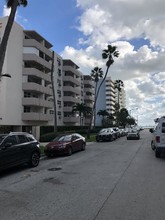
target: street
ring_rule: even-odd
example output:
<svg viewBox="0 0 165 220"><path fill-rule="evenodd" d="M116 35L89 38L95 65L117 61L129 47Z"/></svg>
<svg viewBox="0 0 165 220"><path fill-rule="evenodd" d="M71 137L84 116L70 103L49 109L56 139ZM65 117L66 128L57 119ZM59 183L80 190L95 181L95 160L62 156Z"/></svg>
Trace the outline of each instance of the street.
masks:
<svg viewBox="0 0 165 220"><path fill-rule="evenodd" d="M0 220L164 220L165 158L150 141L144 130L1 173Z"/></svg>

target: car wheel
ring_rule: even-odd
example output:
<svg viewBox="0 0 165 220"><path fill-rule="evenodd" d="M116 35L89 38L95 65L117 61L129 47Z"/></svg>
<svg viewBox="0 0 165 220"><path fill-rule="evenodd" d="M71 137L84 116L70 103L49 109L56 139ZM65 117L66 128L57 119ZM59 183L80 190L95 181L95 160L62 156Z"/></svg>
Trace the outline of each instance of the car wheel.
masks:
<svg viewBox="0 0 165 220"><path fill-rule="evenodd" d="M81 148L81 150L82 150L82 151L85 150L85 143L82 144L82 148Z"/></svg>
<svg viewBox="0 0 165 220"><path fill-rule="evenodd" d="M40 162L40 154L37 151L34 151L31 155L29 165L31 167L37 167Z"/></svg>
<svg viewBox="0 0 165 220"><path fill-rule="evenodd" d="M111 137L109 138L109 140L110 140L110 141L113 141L113 137L111 136Z"/></svg>
<svg viewBox="0 0 165 220"><path fill-rule="evenodd" d="M68 155L68 156L71 156L71 155L72 155L72 148L71 148L71 147L68 148L67 155Z"/></svg>
<svg viewBox="0 0 165 220"><path fill-rule="evenodd" d="M157 150L155 150L155 157L160 158L161 153Z"/></svg>
<svg viewBox="0 0 165 220"><path fill-rule="evenodd" d="M155 146L154 146L154 142L153 141L151 141L151 149L155 150Z"/></svg>

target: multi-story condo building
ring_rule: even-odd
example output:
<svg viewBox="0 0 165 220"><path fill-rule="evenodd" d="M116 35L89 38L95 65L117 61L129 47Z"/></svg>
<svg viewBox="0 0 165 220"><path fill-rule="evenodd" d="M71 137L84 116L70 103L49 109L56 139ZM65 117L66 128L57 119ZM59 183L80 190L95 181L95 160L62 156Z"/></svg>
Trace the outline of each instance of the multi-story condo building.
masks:
<svg viewBox="0 0 165 220"><path fill-rule="evenodd" d="M0 18L0 39L7 19ZM36 31L24 30L14 22L2 72L11 75L11 78L0 78L0 127L32 132L39 138L40 126L54 124L52 47ZM53 86L57 125L88 125L89 117L80 119L78 112L73 113L72 110L78 103L93 107L95 84L91 76L83 75L72 60L63 60L54 52ZM114 94L113 81L107 78L101 87L96 111L106 109L113 113Z"/></svg>
<svg viewBox="0 0 165 220"><path fill-rule="evenodd" d="M86 106L93 108L93 103L95 99L95 84L90 75L83 75L83 85L84 85L84 103ZM90 123L90 116L87 115L84 118L84 125Z"/></svg>
<svg viewBox="0 0 165 220"><path fill-rule="evenodd" d="M0 38L7 19L0 19ZM52 44L14 22L2 73L10 74L11 79L2 77L0 81L0 125L38 137L39 126L52 122L51 64Z"/></svg>
<svg viewBox="0 0 165 220"><path fill-rule="evenodd" d="M118 103L118 97L120 109L125 108L125 91L122 88L121 91L118 93L118 90L115 89L114 82L115 81L112 80L111 77L107 77L101 86L96 103L96 125L102 124L102 118L97 115L97 112L99 110L106 110L109 114L114 114L114 106L115 103Z"/></svg>
<svg viewBox="0 0 165 220"><path fill-rule="evenodd" d="M73 106L81 103L81 73L79 67L71 60L63 60L63 103L64 125L79 125L80 118Z"/></svg>

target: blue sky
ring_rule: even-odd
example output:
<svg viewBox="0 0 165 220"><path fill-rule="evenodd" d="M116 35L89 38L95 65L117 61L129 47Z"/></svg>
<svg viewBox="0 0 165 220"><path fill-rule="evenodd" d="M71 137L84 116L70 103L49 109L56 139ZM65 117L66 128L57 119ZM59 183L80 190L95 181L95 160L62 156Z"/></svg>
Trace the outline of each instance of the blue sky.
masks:
<svg viewBox="0 0 165 220"><path fill-rule="evenodd" d="M36 30L63 58L72 59L84 74L95 66L105 70L101 58L108 44L120 57L109 70L123 80L126 107L138 114L141 125L154 124L165 115L165 1L164 0L29 0L16 21ZM41 2L46 2L41 4ZM7 15L5 1L1 15Z"/></svg>

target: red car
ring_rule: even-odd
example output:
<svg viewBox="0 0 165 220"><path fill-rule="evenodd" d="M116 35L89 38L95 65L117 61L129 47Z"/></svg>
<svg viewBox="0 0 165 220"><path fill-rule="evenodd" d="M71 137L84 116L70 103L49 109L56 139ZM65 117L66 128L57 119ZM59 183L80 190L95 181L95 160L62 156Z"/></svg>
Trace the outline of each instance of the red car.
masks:
<svg viewBox="0 0 165 220"><path fill-rule="evenodd" d="M80 134L65 134L57 136L53 141L45 146L44 153L51 157L55 155L68 155L73 152L85 150L86 140Z"/></svg>

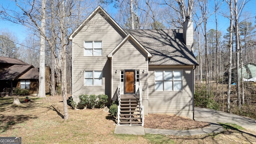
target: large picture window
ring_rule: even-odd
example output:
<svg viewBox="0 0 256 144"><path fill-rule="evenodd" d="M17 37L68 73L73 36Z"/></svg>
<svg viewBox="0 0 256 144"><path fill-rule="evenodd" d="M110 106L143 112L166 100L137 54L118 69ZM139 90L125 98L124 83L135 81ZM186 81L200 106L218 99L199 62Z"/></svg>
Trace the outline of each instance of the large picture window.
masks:
<svg viewBox="0 0 256 144"><path fill-rule="evenodd" d="M101 71L85 71L84 86L102 85L102 72Z"/></svg>
<svg viewBox="0 0 256 144"><path fill-rule="evenodd" d="M21 89L30 88L30 81L29 80L20 81Z"/></svg>
<svg viewBox="0 0 256 144"><path fill-rule="evenodd" d="M85 41L84 56L102 56L102 42Z"/></svg>
<svg viewBox="0 0 256 144"><path fill-rule="evenodd" d="M156 91L182 90L182 71L156 70L155 71Z"/></svg>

_PROBLEM TO SOLVE_: Omit every picture, and otherwise quote the entries exactly.

_OUTPUT BELOW_:
target: street
ring_rule: even-odd
example output:
<svg viewBox="0 0 165 220"><path fill-rule="evenodd" d="M116 35L89 38L95 65L117 61L129 47Z"/></svg>
<svg viewBox="0 0 165 220"><path fill-rule="evenodd" d="M71 137L84 116L70 103L49 109L56 139ZM65 117L66 128L57 119ZM59 183L80 190L95 181L95 160L62 156Z"/></svg>
Trace the outline of each instance of the street.
masks:
<svg viewBox="0 0 165 220"><path fill-rule="evenodd" d="M0 220L164 220L165 158L150 141L144 130L1 173Z"/></svg>

target: car wheel
ring_rule: even-odd
example output:
<svg viewBox="0 0 165 220"><path fill-rule="evenodd" d="M116 35L89 38L95 65L117 61L129 47Z"/></svg>
<svg viewBox="0 0 165 220"><path fill-rule="evenodd" d="M71 137L84 116L70 103L49 109L56 139ZM65 117L66 128L57 119ZM59 183L80 190L95 181L95 160L62 156Z"/></svg>
Trace the outline of each instance of the car wheel.
masks:
<svg viewBox="0 0 165 220"><path fill-rule="evenodd" d="M81 148L81 150L82 150L82 151L85 150L85 143L82 144L82 148Z"/></svg>
<svg viewBox="0 0 165 220"><path fill-rule="evenodd" d="M40 162L40 154L37 151L34 151L31 155L29 165L31 167L37 167Z"/></svg>
<svg viewBox="0 0 165 220"><path fill-rule="evenodd" d="M111 137L109 138L109 140L110 140L110 141L113 141L113 137L111 136Z"/></svg>
<svg viewBox="0 0 165 220"><path fill-rule="evenodd" d="M68 155L68 156L71 156L71 155L72 155L72 148L71 148L71 147L68 148L67 155Z"/></svg>
<svg viewBox="0 0 165 220"><path fill-rule="evenodd" d="M157 150L155 150L155 157L160 158L161 153Z"/></svg>
<svg viewBox="0 0 165 220"><path fill-rule="evenodd" d="M155 146L154 146L154 142L153 141L151 141L151 149L155 150Z"/></svg>

target: multi-story condo building
ring_rule: even-odd
example output:
<svg viewBox="0 0 165 220"><path fill-rule="evenodd" d="M116 35L89 38L95 65L117 61L129 47Z"/></svg>
<svg viewBox="0 0 165 220"><path fill-rule="evenodd" d="M71 137L84 116L70 103L49 109L56 139ZM65 117L66 128L57 119ZM59 183L80 190L95 181L95 160L62 156Z"/></svg>
Trace the outline of each instance of the multi-story condo building.
masks:
<svg viewBox="0 0 165 220"><path fill-rule="evenodd" d="M0 18L0 39L7 19ZM36 31L24 30L14 22L2 72L11 75L11 78L0 78L0 127L32 132L39 138L40 126L54 124L52 47ZM53 86L57 125L88 125L89 117L80 119L78 112L73 113L72 110L78 103L93 107L95 84L91 76L83 75L72 60L63 60L54 52ZM114 94L113 81L107 78L101 87L96 111L106 109L113 113Z"/></svg>
<svg viewBox="0 0 165 220"><path fill-rule="evenodd" d="M86 106L93 108L93 103L95 99L95 84L90 75L83 75L83 85L84 85L84 103ZM90 123L90 116L87 115L84 118L84 125Z"/></svg>
<svg viewBox="0 0 165 220"><path fill-rule="evenodd" d="M0 38L7 19L0 19ZM52 44L14 22L2 73L10 74L11 79L2 77L0 81L0 125L38 137L39 126L52 122L51 64Z"/></svg>
<svg viewBox="0 0 165 220"><path fill-rule="evenodd" d="M118 103L118 97L120 109L125 108L125 91L122 88L121 91L118 93L118 90L115 89L114 82L115 81L112 80L111 77L107 77L101 86L96 103L96 125L102 124L102 118L97 115L97 112L99 110L106 110L109 114L114 114L114 106L115 103Z"/></svg>
<svg viewBox="0 0 165 220"><path fill-rule="evenodd" d="M73 106L81 103L81 73L79 67L71 60L63 60L63 103L64 125L79 125L80 118Z"/></svg>

target: blue sky
ring_rule: even-odd
example output:
<svg viewBox="0 0 165 220"><path fill-rule="evenodd" d="M116 35L89 38L95 65L117 61L129 47Z"/></svg>
<svg viewBox="0 0 165 220"><path fill-rule="evenodd" d="M71 137L84 116L70 103L49 109L56 139ZM65 117L66 128L57 119ZM59 183L80 190L95 181L95 160L62 156Z"/></svg>
Trace the outline of each instance of the blue sky.
masks:
<svg viewBox="0 0 165 220"><path fill-rule="evenodd" d="M36 30L63 58L72 59L84 74L95 66L105 70L101 58L108 44L120 57L109 70L123 80L126 107L138 114L141 125L154 124L165 115L165 1L164 0L29 0L16 21ZM41 2L46 2L41 4ZM7 15L5 1L1 15Z"/></svg>

target: red car
ring_rule: even-odd
example output:
<svg viewBox="0 0 165 220"><path fill-rule="evenodd" d="M116 35L89 38L95 65L117 61L129 47Z"/></svg>
<svg viewBox="0 0 165 220"><path fill-rule="evenodd" d="M71 137L84 116L70 103L49 109L56 139ZM65 117L66 128L57 119ZM59 183L80 190L95 181L95 160L62 156Z"/></svg>
Trace the outline of each instance of the red car.
masks:
<svg viewBox="0 0 165 220"><path fill-rule="evenodd" d="M80 134L65 134L57 136L53 141L45 146L44 153L51 157L55 155L68 155L73 152L85 150L86 140Z"/></svg>

target: large picture window
ring_rule: even-odd
example output:
<svg viewBox="0 0 256 144"><path fill-rule="evenodd" d="M17 37L68 73L73 36Z"/></svg>
<svg viewBox="0 0 256 144"><path fill-rule="evenodd" d="M110 106L143 112L166 100L137 54L118 69ZM139 90L125 98L124 83L135 81ZM186 81L200 106L218 99L199 62Z"/></svg>
Trace the outline of each instance of the large picture window.
masks:
<svg viewBox="0 0 256 144"><path fill-rule="evenodd" d="M101 71L85 71L84 86L102 85L102 72Z"/></svg>
<svg viewBox="0 0 256 144"><path fill-rule="evenodd" d="M21 89L30 88L30 81L29 80L20 81Z"/></svg>
<svg viewBox="0 0 256 144"><path fill-rule="evenodd" d="M85 41L84 56L102 56L102 42Z"/></svg>
<svg viewBox="0 0 256 144"><path fill-rule="evenodd" d="M156 91L182 90L182 71L156 70L155 71Z"/></svg>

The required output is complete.